=== EXTRACT TO READ ===
● ● ●

After all, there are many good reasons not to continue–the pay, the conditions, the antisocial hours, the sheer drudging tedium of some of it and the huge amounts of disappointment. What keeps you going?
Why do you stay at the bench?
Extra credit will be given for examples.
because otherwise we’d just be whining about something important.
Because every day I learn something new. Not just new to me, new to anyone in the entire world. That is too cool.
I have a very selfish reason- I want to learn as much as I can before I die.
Benoit, that is very cool indeed.
Mason, I think any reason is going to be inherently selfish. I’m not sure anybody reading this blog would be able to say “for the betterment of the human race” and keep a straight face!
I whine a lot, but I stick with it because I’m determined to finish my PhD (which I started almost 7 years ago). I think that’s the case with a lot of grad students who become tired of being at the bench or re-think their career goals. But postdocs really have no excuse. They should love every second they’re in the lab…right? 😉
I do it because I like doing experiments. It feels like I’m able to play around all day. And to me the disappointments are always counteracted by papers that are accepted or experiments that show exactly what you hypothesized (or something completely different; that’s maybe even more fun).
Hmmm.
‘Cos I’m a fifty-year-old man, with two children to support, and I don’t know any other way to earn a crust…?
But of course I’m not ‘at the bench’, having moved to primarily teaching with only the very occasional foray back into the lab to mend malfunctioning microscopes.
Actually, if I were to consider my entire scientific career, and exclude, say, the last five mostly teaching years, then of the quarter century that leaves I would only have spent about four or at most five years ‘at the bench’. And three of those would have been my PhD, and I usually only did experiments two or three days a week. In many ways I reckon that’s how I lasted so long in research – had I had to do 50 hrs a week of uninterrupted benchwork, I would have been out of science for good in my mid-20s.
Because I can’t think of anything better to whine about.*
*not true. I can whine about anything.
Everybody whinges about their jobs, RPG. Plus you’re back in England where the phrase “whinging for England” originates. You may be in an enriched environment?
Science isn’t about benches or microscopes, it’s about applied methodical doing and thinking. That’s what I would miss the most: the applied problem solving.
Forgive the rose tinted glasses from this side of the equator- I have finally jumped the postdoc-faculty barbed wire broken-bottle-topped fence into gainful employment.
Funny.
Because scientists aren’t creative enough to do anything else?!
Like Katie, I only stuck with it to finish the PhD. I like science a lot better now that I don’t have to do the pipetting.
And: what Eva said. 🙂
A strange mix of being both too overqualified and too inexperienced to do anything else.
(Only half joking…)

● ● ●

Saved data entries:

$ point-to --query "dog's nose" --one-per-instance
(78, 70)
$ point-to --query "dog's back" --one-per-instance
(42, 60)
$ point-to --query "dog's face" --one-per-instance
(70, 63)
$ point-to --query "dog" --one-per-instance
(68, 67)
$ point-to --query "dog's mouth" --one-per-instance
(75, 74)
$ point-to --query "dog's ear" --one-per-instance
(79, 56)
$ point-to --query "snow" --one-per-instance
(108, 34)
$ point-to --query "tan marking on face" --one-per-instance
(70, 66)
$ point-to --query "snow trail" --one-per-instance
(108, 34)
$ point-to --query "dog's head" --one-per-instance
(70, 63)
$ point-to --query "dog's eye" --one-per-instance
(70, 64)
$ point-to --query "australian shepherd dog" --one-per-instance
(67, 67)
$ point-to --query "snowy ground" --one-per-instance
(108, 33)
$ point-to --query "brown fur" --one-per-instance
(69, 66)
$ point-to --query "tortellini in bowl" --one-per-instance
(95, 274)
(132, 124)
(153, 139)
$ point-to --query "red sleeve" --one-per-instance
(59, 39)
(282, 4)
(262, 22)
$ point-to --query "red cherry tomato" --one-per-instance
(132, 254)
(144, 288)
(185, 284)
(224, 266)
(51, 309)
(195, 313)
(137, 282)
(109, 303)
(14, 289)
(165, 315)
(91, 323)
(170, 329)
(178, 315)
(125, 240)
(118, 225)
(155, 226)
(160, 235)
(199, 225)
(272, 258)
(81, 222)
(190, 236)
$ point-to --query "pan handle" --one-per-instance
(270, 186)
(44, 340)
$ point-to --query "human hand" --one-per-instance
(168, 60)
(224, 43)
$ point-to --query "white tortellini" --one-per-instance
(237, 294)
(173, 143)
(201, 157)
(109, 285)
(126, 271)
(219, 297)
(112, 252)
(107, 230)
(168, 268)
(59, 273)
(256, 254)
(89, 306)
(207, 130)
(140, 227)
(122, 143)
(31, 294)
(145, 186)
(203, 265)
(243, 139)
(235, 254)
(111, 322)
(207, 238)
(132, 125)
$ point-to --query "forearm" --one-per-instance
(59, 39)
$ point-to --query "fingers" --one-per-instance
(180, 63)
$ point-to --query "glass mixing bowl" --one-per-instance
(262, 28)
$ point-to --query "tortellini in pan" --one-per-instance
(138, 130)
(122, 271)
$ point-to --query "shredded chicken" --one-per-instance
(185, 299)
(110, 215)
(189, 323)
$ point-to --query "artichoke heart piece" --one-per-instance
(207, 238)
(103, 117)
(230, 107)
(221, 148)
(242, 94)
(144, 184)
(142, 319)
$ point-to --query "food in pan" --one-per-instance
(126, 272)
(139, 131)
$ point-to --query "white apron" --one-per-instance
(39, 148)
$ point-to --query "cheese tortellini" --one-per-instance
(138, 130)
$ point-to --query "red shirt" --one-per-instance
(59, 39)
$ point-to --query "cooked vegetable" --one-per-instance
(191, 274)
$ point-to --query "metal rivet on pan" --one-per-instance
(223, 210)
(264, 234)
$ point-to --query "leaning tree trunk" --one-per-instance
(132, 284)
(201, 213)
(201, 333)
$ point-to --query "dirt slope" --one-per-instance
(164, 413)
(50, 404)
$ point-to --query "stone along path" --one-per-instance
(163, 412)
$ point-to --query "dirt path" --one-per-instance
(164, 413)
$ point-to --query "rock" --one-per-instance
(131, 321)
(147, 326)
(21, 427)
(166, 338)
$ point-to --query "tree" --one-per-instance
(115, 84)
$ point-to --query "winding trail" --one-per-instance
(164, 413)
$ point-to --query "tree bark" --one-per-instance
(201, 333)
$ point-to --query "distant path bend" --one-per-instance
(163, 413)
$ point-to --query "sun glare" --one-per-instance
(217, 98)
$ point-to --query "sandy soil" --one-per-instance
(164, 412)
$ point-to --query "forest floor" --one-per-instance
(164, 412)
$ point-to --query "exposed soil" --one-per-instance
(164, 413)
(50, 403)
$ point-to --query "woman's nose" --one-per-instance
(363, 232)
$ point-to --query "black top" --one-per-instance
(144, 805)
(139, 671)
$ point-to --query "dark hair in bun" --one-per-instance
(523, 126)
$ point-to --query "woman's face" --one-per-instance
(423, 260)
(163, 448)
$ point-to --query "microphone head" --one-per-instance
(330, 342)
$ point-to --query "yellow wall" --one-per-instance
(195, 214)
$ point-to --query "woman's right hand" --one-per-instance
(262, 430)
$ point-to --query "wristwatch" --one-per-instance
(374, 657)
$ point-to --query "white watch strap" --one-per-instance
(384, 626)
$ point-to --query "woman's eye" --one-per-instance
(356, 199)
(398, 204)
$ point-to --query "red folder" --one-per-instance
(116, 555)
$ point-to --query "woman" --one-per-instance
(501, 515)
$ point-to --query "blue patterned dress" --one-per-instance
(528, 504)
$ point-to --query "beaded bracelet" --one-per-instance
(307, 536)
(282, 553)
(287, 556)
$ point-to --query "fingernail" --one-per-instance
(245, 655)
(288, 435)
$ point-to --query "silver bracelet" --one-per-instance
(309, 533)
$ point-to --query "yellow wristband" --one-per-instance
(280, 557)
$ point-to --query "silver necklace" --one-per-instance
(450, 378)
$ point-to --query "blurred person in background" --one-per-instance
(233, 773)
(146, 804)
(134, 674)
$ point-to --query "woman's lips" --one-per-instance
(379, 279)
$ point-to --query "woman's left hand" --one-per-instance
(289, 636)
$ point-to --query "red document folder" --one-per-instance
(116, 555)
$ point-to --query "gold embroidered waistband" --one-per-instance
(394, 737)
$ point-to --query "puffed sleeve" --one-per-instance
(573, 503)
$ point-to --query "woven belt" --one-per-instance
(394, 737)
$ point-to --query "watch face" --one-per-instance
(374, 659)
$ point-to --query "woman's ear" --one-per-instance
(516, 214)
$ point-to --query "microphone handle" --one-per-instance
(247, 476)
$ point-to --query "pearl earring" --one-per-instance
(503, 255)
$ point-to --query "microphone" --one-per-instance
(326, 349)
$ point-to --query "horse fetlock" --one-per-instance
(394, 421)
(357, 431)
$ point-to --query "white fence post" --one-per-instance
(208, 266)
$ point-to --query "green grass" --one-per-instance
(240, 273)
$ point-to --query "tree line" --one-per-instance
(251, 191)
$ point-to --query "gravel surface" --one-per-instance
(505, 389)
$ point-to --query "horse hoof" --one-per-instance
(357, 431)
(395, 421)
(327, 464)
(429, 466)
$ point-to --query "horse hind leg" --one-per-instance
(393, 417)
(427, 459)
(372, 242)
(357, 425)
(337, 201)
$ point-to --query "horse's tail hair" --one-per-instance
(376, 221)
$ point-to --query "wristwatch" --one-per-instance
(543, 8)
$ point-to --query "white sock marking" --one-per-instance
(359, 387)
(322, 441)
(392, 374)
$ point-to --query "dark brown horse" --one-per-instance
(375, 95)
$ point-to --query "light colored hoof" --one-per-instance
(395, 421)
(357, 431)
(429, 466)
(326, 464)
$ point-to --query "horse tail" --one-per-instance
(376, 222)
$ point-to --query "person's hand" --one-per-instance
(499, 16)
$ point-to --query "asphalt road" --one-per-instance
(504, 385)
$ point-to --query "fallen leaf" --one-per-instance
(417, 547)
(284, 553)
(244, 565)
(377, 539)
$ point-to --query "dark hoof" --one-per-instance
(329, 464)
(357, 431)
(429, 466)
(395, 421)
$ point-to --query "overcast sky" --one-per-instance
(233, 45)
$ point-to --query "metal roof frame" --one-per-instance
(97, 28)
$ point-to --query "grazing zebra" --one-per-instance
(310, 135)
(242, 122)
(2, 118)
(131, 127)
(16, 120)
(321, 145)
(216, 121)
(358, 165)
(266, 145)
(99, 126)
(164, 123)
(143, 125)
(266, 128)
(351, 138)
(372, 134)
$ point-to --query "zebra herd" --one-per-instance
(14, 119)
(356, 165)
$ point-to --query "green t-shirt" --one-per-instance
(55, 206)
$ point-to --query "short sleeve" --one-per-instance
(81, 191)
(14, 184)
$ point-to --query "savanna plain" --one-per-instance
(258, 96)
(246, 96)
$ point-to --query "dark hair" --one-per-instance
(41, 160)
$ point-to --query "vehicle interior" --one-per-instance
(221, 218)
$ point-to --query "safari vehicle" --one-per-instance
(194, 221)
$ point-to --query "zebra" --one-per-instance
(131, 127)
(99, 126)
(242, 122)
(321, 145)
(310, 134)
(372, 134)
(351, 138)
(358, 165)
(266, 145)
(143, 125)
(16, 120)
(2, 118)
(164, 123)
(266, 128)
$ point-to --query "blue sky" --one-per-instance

● ● ●

=== TASK 1 ===
In the comment thread, how long ago did the commenter who is determined to finish a PhD start it?
=== TASK 2 ===
Rewrite the paragraph of the comment thread beginning "Actually, if I were to consider my entire scientific career" as a short bulleted list that keeps its main facts.
=== TASK 3 ===
List every reason not to continue that the opening sentence of the comment thread gives.
The saved data entries are separate material, apart from the comment thread.

=== EXERCISE RESULT 1 ===
Almost 7 years ago.

=== EXERCISE RESULT 2 ===
- Excluding the last five mostly teaching years leaves a quarter century of scientific career.
- Of that time, only about four or at most five years were spent at the bench.
- Three of those years were the PhD, when experiments usually happened only two or three days a week.
- The writer reckons this is how they lasted so long in research. Fifty hours a week of uninterrupted benchwork would have driven them out of science for good in their mid-20s.

=== EXERCISE RESULT 3 ===
- The pay
- The conditions
- The antisocial hours
- The sheer drudging tedium of some of it
- The huge amounts of disappointment